Materials provided »
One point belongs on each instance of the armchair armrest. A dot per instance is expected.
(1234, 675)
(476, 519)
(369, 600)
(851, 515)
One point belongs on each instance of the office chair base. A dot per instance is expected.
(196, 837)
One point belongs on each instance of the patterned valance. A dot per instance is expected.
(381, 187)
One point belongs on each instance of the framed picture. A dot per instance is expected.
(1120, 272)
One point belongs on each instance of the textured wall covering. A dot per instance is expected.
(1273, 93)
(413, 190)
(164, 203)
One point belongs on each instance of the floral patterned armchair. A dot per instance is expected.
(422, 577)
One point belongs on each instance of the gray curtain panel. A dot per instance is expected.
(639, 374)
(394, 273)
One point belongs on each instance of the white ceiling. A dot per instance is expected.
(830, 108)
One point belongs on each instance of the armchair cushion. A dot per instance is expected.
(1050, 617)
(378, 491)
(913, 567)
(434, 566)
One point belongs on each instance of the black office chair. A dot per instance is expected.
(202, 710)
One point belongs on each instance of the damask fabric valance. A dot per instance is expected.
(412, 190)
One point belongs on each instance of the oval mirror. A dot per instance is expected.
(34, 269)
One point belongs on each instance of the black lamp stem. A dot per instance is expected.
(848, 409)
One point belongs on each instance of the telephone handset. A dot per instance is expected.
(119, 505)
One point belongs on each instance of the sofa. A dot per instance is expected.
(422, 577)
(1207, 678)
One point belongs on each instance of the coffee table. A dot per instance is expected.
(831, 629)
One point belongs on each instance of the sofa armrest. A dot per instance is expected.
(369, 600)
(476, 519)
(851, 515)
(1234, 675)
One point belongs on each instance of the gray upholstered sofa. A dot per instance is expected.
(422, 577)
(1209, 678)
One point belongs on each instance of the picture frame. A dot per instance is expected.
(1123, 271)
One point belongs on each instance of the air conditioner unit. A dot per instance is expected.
==
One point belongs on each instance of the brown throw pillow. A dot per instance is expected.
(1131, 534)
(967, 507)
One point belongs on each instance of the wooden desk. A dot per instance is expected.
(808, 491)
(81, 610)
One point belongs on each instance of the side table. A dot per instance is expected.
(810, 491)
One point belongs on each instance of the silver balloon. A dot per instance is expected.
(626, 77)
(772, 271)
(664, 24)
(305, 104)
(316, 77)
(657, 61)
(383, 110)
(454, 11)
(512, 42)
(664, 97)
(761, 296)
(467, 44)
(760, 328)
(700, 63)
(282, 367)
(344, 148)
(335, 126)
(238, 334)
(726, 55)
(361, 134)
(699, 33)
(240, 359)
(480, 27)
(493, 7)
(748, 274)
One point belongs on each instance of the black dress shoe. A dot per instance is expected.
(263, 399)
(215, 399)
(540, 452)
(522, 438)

Set task »
Turn the part of the listing above that runs from the line with "One point belongs on each instance of the oval" to the line with "(1123, 271)", both included, into a numbered list. Leave out any blank lines.

Response for this exercise »
1. One point belongs on each instance of the oval mirror. A dot per instance is expected.
2. (34, 269)
3. One point belongs on each instance of the black lamp stem. A dot per instance is expected.
4. (848, 409)
5. One point belongs on each instance of the telephone handset. A dot per instance is expected.
6. (119, 505)
7. One point belongs on each instance of the sofa. A dot per instance is expected.
8. (422, 577)
9. (1207, 678)
10. One point belongs on each instance of the coffee table. A dot per instance is expected.
11. (831, 629)
12. One point belongs on each instance of the sofa armrest. A dot per instance is expected.
13. (369, 600)
14. (476, 519)
15. (851, 515)
16. (1234, 675)
17. One point belongs on each instance of the gray upholstered sofa. A dot per instance is expected.
18. (422, 577)
19. (1209, 678)
20. One point belongs on each instance of the picture frame. A dot per instance is expected.
21. (1123, 271)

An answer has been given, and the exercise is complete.